* [Task directions] Reproduce exactly the lines below, starting at the line that contains "Whereabouts in this frame is the wooden flag" and ending with the last line of the records, both included; leave out any pictures.

+++ Data records +++

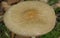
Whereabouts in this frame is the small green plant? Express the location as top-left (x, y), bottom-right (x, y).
top-left (0, 22), bottom-right (10, 38)
top-left (48, 0), bottom-right (59, 5)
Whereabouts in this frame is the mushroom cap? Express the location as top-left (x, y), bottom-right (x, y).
top-left (4, 1), bottom-right (56, 36)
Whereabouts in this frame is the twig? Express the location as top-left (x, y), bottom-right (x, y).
top-left (11, 32), bottom-right (15, 38)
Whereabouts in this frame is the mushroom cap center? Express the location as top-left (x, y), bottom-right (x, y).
top-left (23, 9), bottom-right (38, 21)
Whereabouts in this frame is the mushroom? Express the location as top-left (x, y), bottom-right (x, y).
top-left (6, 0), bottom-right (23, 5)
top-left (2, 1), bottom-right (11, 11)
top-left (39, 0), bottom-right (48, 3)
top-left (4, 1), bottom-right (56, 38)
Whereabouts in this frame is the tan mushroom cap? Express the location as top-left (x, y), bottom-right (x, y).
top-left (4, 1), bottom-right (56, 36)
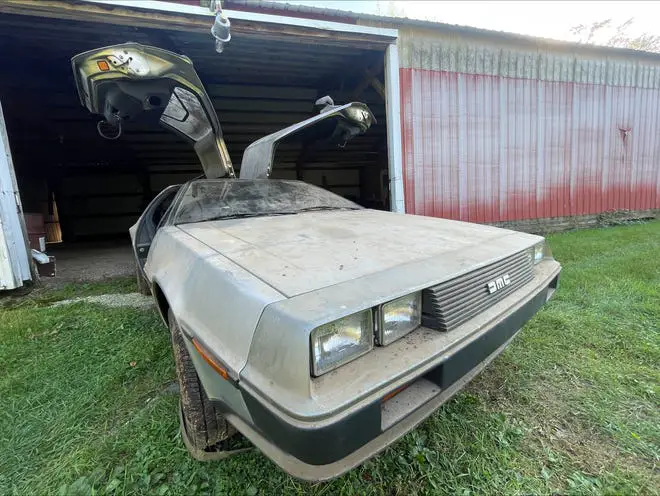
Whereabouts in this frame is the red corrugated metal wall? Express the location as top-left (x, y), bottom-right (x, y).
top-left (399, 37), bottom-right (660, 222)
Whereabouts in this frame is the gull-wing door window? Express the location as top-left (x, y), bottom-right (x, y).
top-left (131, 184), bottom-right (181, 273)
top-left (71, 43), bottom-right (234, 179)
top-left (239, 97), bottom-right (376, 179)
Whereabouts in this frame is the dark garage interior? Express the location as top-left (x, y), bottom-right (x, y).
top-left (0, 11), bottom-right (389, 257)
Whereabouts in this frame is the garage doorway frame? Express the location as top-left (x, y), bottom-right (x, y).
top-left (0, 0), bottom-right (405, 213)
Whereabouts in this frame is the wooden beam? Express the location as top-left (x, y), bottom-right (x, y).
top-left (370, 77), bottom-right (386, 101)
top-left (350, 54), bottom-right (384, 101)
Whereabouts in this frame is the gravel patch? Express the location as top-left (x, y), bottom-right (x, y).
top-left (51, 293), bottom-right (155, 310)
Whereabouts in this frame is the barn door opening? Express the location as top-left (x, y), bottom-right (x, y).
top-left (0, 5), bottom-right (396, 244)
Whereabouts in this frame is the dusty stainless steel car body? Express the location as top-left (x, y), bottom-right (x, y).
top-left (73, 42), bottom-right (561, 481)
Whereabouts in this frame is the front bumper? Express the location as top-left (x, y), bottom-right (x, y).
top-left (224, 263), bottom-right (560, 481)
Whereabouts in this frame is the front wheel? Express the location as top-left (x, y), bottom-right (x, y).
top-left (168, 310), bottom-right (236, 460)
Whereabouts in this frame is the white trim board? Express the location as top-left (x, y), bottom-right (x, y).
top-left (385, 43), bottom-right (405, 213)
top-left (80, 0), bottom-right (398, 39)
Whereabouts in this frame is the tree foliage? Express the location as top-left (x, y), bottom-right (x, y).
top-left (376, 0), bottom-right (407, 18)
top-left (571, 18), bottom-right (660, 52)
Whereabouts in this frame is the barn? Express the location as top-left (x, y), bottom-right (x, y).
top-left (0, 0), bottom-right (658, 289)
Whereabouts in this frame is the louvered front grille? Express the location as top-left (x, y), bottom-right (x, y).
top-left (422, 250), bottom-right (533, 332)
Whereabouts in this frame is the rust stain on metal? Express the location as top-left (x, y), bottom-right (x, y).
top-left (399, 66), bottom-right (660, 222)
top-left (397, 28), bottom-right (660, 222)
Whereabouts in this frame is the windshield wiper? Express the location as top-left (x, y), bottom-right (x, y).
top-left (294, 206), bottom-right (360, 213)
top-left (196, 206), bottom-right (359, 223)
top-left (201, 211), bottom-right (295, 222)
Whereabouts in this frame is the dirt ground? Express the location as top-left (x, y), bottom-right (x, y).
top-left (44, 240), bottom-right (135, 284)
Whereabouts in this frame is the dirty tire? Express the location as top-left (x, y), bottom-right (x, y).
top-left (136, 261), bottom-right (151, 296)
top-left (168, 310), bottom-right (235, 455)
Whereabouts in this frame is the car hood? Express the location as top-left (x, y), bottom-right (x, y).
top-left (178, 209), bottom-right (541, 297)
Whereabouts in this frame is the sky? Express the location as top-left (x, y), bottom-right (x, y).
top-left (275, 1), bottom-right (660, 45)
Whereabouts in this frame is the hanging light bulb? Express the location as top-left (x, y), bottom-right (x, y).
top-left (210, 0), bottom-right (231, 53)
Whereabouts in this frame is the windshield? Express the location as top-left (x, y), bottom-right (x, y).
top-left (173, 179), bottom-right (361, 224)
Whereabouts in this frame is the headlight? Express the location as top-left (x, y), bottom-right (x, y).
top-left (310, 310), bottom-right (373, 376)
top-left (528, 241), bottom-right (552, 265)
top-left (377, 292), bottom-right (422, 346)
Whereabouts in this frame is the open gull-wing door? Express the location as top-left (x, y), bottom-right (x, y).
top-left (239, 97), bottom-right (376, 179)
top-left (129, 184), bottom-right (181, 270)
top-left (71, 43), bottom-right (234, 178)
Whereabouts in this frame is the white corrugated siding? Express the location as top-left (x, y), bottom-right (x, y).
top-left (0, 101), bottom-right (31, 290)
top-left (397, 28), bottom-right (660, 221)
top-left (399, 31), bottom-right (660, 87)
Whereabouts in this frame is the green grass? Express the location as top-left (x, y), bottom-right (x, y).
top-left (1, 221), bottom-right (658, 495)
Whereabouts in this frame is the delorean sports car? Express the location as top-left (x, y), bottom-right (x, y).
top-left (72, 41), bottom-right (560, 481)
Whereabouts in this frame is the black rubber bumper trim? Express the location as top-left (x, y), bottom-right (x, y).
top-left (240, 280), bottom-right (555, 466)
top-left (424, 282), bottom-right (551, 389)
top-left (242, 393), bottom-right (381, 466)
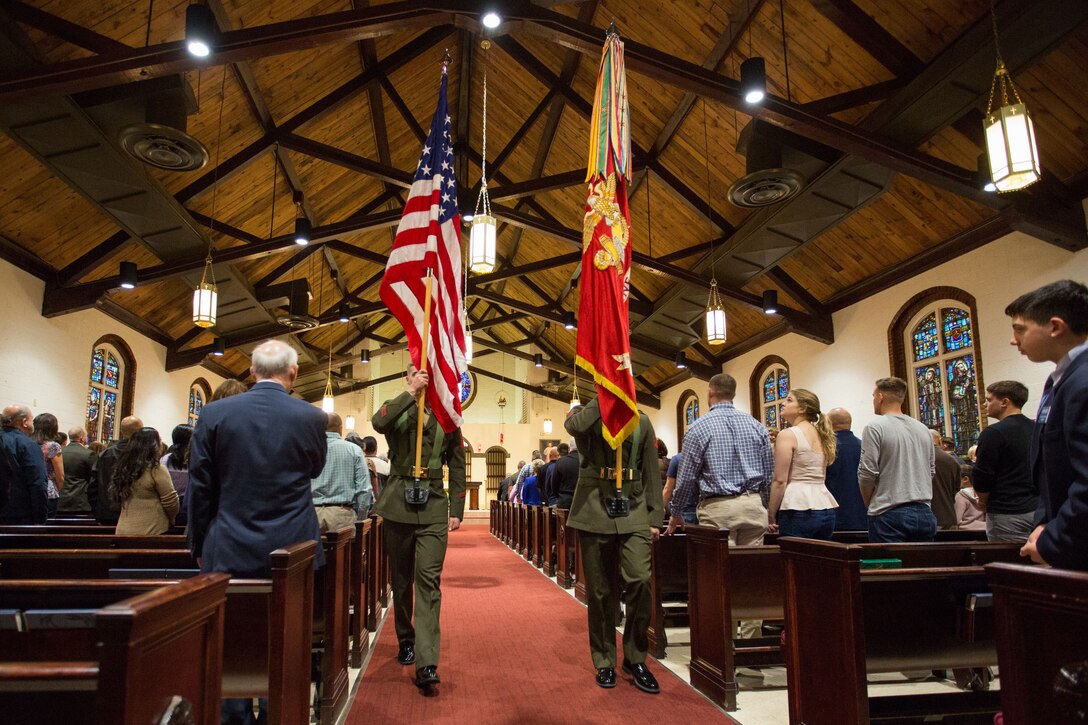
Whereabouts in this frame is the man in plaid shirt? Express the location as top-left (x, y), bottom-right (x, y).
top-left (310, 412), bottom-right (373, 531)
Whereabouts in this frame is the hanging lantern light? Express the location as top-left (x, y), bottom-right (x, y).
top-left (345, 414), bottom-right (356, 430)
top-left (465, 327), bottom-right (473, 362)
top-left (469, 40), bottom-right (497, 274)
top-left (705, 280), bottom-right (727, 345)
top-left (543, 417), bottom-right (553, 434)
top-left (570, 364), bottom-right (581, 409)
top-left (983, 7), bottom-right (1040, 192)
top-left (321, 376), bottom-right (335, 413)
top-left (192, 255), bottom-right (217, 328)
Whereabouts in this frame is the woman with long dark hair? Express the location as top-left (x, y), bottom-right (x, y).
top-left (160, 424), bottom-right (193, 499)
top-left (110, 427), bottom-right (178, 535)
top-left (31, 413), bottom-right (64, 518)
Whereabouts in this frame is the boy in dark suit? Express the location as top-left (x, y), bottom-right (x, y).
top-left (1005, 280), bottom-right (1088, 570)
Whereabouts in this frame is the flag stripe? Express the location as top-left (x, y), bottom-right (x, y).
top-left (378, 72), bottom-right (466, 433)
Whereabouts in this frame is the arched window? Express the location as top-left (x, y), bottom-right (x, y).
top-left (676, 389), bottom-right (700, 449)
top-left (188, 378), bottom-right (212, 426)
top-left (85, 336), bottom-right (136, 444)
top-left (749, 356), bottom-right (790, 430)
top-left (889, 288), bottom-right (985, 456)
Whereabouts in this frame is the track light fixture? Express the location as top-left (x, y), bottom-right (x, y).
top-left (360, 349), bottom-right (370, 364)
top-left (185, 4), bottom-right (215, 58)
top-left (119, 261), bottom-right (138, 289)
top-left (675, 351), bottom-right (687, 369)
top-left (212, 337), bottom-right (226, 356)
top-left (533, 353), bottom-right (543, 368)
top-left (563, 311), bottom-right (576, 330)
top-left (740, 57), bottom-right (766, 104)
top-left (762, 289), bottom-right (779, 315)
top-left (338, 303), bottom-right (350, 323)
top-left (293, 192), bottom-right (310, 245)
top-left (481, 11), bottom-right (502, 29)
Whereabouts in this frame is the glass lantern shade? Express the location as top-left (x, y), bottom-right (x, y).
top-left (706, 305), bottom-right (727, 345)
top-left (985, 102), bottom-right (1041, 192)
top-left (193, 281), bottom-right (218, 328)
top-left (464, 331), bottom-right (473, 362)
top-left (322, 394), bottom-right (335, 413)
top-left (543, 418), bottom-right (553, 434)
top-left (345, 415), bottom-right (356, 430)
top-left (469, 215), bottom-right (496, 273)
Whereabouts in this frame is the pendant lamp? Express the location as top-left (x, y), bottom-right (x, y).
top-left (469, 40), bottom-right (496, 273)
top-left (983, 3), bottom-right (1040, 192)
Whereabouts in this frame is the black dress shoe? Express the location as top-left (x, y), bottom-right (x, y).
top-left (595, 667), bottom-right (616, 688)
top-left (396, 641), bottom-right (415, 666)
top-left (622, 661), bottom-right (660, 694)
top-left (416, 665), bottom-right (440, 687)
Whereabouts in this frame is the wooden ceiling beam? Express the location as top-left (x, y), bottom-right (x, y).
top-left (454, 28), bottom-right (474, 193)
top-left (807, 0), bottom-right (923, 77)
top-left (4, 1), bottom-right (129, 55)
top-left (254, 245), bottom-right (322, 289)
top-left (764, 268), bottom-right (830, 316)
top-left (0, 5), bottom-right (457, 102)
top-left (381, 75), bottom-right (426, 143)
top-left (279, 133), bottom-right (412, 187)
top-left (469, 252), bottom-right (582, 286)
top-left (43, 208), bottom-right (402, 316)
top-left (187, 211), bottom-right (264, 245)
top-left (56, 230), bottom-right (130, 285)
top-left (165, 299), bottom-right (385, 371)
top-left (802, 78), bottom-right (908, 116)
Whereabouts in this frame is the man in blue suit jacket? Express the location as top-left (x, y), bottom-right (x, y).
top-left (1006, 280), bottom-right (1088, 571)
top-left (188, 339), bottom-right (328, 578)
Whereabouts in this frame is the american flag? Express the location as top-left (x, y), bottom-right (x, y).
top-left (378, 70), bottom-right (467, 433)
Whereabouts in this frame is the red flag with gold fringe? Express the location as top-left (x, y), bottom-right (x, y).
top-left (575, 29), bottom-right (638, 448)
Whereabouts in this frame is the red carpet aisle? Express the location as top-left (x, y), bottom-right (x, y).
top-left (346, 525), bottom-right (738, 724)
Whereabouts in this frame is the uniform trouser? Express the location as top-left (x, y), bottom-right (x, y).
top-left (383, 519), bottom-right (448, 669)
top-left (697, 493), bottom-right (767, 639)
top-left (577, 529), bottom-right (652, 669)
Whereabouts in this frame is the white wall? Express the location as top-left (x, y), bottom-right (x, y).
top-left (645, 231), bottom-right (1088, 442)
top-left (0, 259), bottom-right (225, 438)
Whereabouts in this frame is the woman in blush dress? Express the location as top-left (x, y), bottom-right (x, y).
top-left (767, 389), bottom-right (839, 540)
top-left (111, 427), bottom-right (179, 535)
top-left (31, 413), bottom-right (64, 518)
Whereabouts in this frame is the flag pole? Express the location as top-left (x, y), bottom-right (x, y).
top-left (615, 444), bottom-right (622, 493)
top-left (413, 269), bottom-right (434, 479)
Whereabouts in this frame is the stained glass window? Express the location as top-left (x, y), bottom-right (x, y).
top-left (757, 362), bottom-right (790, 432)
top-left (946, 354), bottom-right (979, 454)
top-left (103, 392), bottom-right (117, 444)
top-left (763, 372), bottom-right (776, 403)
top-left (777, 369), bottom-right (790, 400)
top-left (912, 313), bottom-right (939, 362)
top-left (86, 342), bottom-right (128, 445)
top-left (685, 399), bottom-right (699, 425)
top-left (90, 349), bottom-right (104, 384)
top-left (459, 371), bottom-right (472, 405)
top-left (915, 364), bottom-right (944, 433)
top-left (905, 302), bottom-right (981, 456)
top-left (188, 385), bottom-right (204, 427)
top-left (941, 308), bottom-right (973, 352)
top-left (104, 354), bottom-right (119, 389)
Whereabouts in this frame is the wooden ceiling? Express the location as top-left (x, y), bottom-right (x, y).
top-left (0, 0), bottom-right (1086, 407)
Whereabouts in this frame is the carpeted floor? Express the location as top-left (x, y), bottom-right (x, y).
top-left (346, 525), bottom-right (738, 724)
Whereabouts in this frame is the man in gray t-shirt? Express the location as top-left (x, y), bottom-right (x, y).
top-left (858, 377), bottom-right (937, 543)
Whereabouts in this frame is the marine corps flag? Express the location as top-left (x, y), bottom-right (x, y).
top-left (575, 28), bottom-right (638, 448)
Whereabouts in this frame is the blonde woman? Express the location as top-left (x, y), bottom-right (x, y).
top-left (767, 389), bottom-right (838, 540)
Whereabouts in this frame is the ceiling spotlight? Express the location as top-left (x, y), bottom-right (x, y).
top-left (119, 261), bottom-right (138, 289)
top-left (185, 4), bottom-right (215, 58)
top-left (338, 303), bottom-right (350, 323)
top-left (762, 289), bottom-right (779, 315)
top-left (563, 311), bottom-right (576, 330)
top-left (533, 353), bottom-right (543, 368)
top-left (675, 351), bottom-right (687, 369)
top-left (212, 337), bottom-right (226, 356)
top-left (294, 216), bottom-right (311, 246)
top-left (462, 213), bottom-right (475, 223)
top-left (481, 11), bottom-right (502, 29)
top-left (360, 349), bottom-right (370, 364)
top-left (740, 57), bottom-right (766, 104)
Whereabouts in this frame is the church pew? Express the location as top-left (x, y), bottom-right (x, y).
top-left (542, 507), bottom-right (557, 576)
top-left (512, 503), bottom-right (523, 553)
top-left (533, 505), bottom-right (546, 568)
top-left (0, 543), bottom-right (316, 725)
top-left (349, 518), bottom-right (373, 667)
top-left (648, 531), bottom-right (688, 659)
top-left (0, 573), bottom-right (229, 725)
top-left (0, 533), bottom-right (187, 549)
top-left (986, 562), bottom-right (1088, 724)
top-left (780, 538), bottom-right (1024, 724)
top-left (489, 500), bottom-right (497, 536)
top-left (684, 526), bottom-right (785, 711)
top-left (524, 504), bottom-right (539, 563)
top-left (313, 525), bottom-right (353, 725)
top-left (554, 508), bottom-right (575, 588)
top-left (0, 525), bottom-right (186, 536)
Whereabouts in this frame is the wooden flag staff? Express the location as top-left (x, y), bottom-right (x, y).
top-left (412, 269), bottom-right (434, 479)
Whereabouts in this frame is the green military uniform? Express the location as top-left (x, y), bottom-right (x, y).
top-left (372, 390), bottom-right (467, 672)
top-left (565, 398), bottom-right (662, 670)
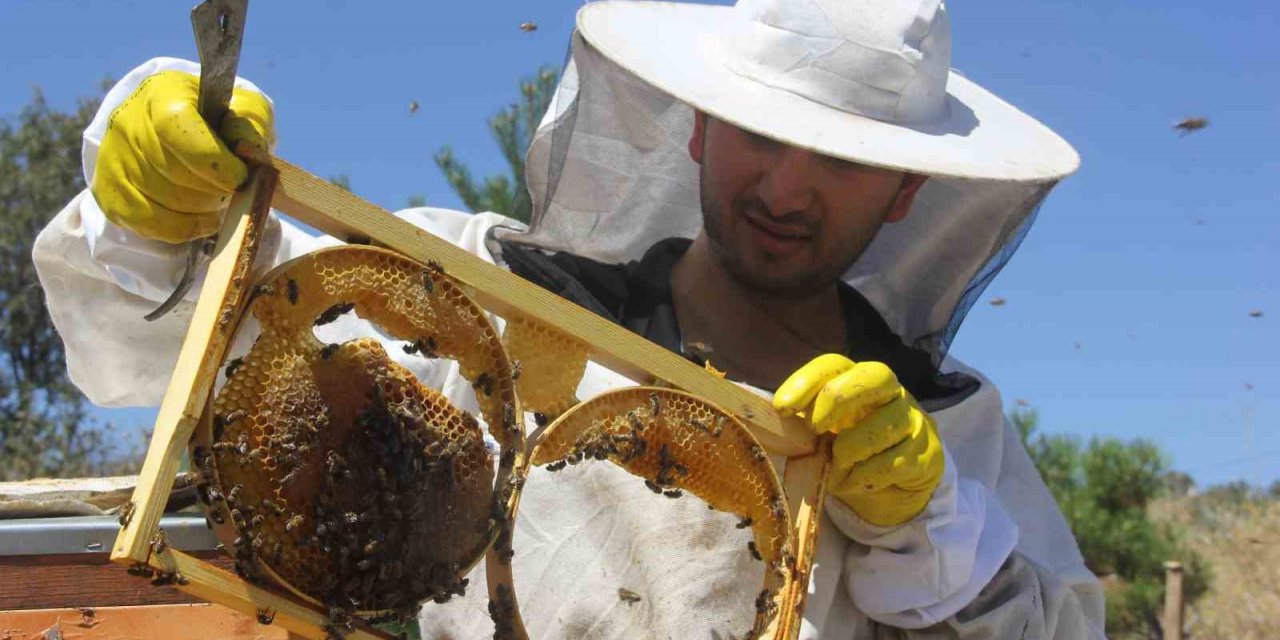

+++

* [Finished exercise]
Whereabouts in this frame is the wooden flag staff? Express the location as top-left (x, y), bottom-right (x, y).
top-left (412, 269), bottom-right (434, 479)
Whereabouts in this frame is the green military uniform? Express the location as top-left (x, y), bottom-right (x, y).
top-left (372, 390), bottom-right (467, 672)
top-left (565, 398), bottom-right (662, 670)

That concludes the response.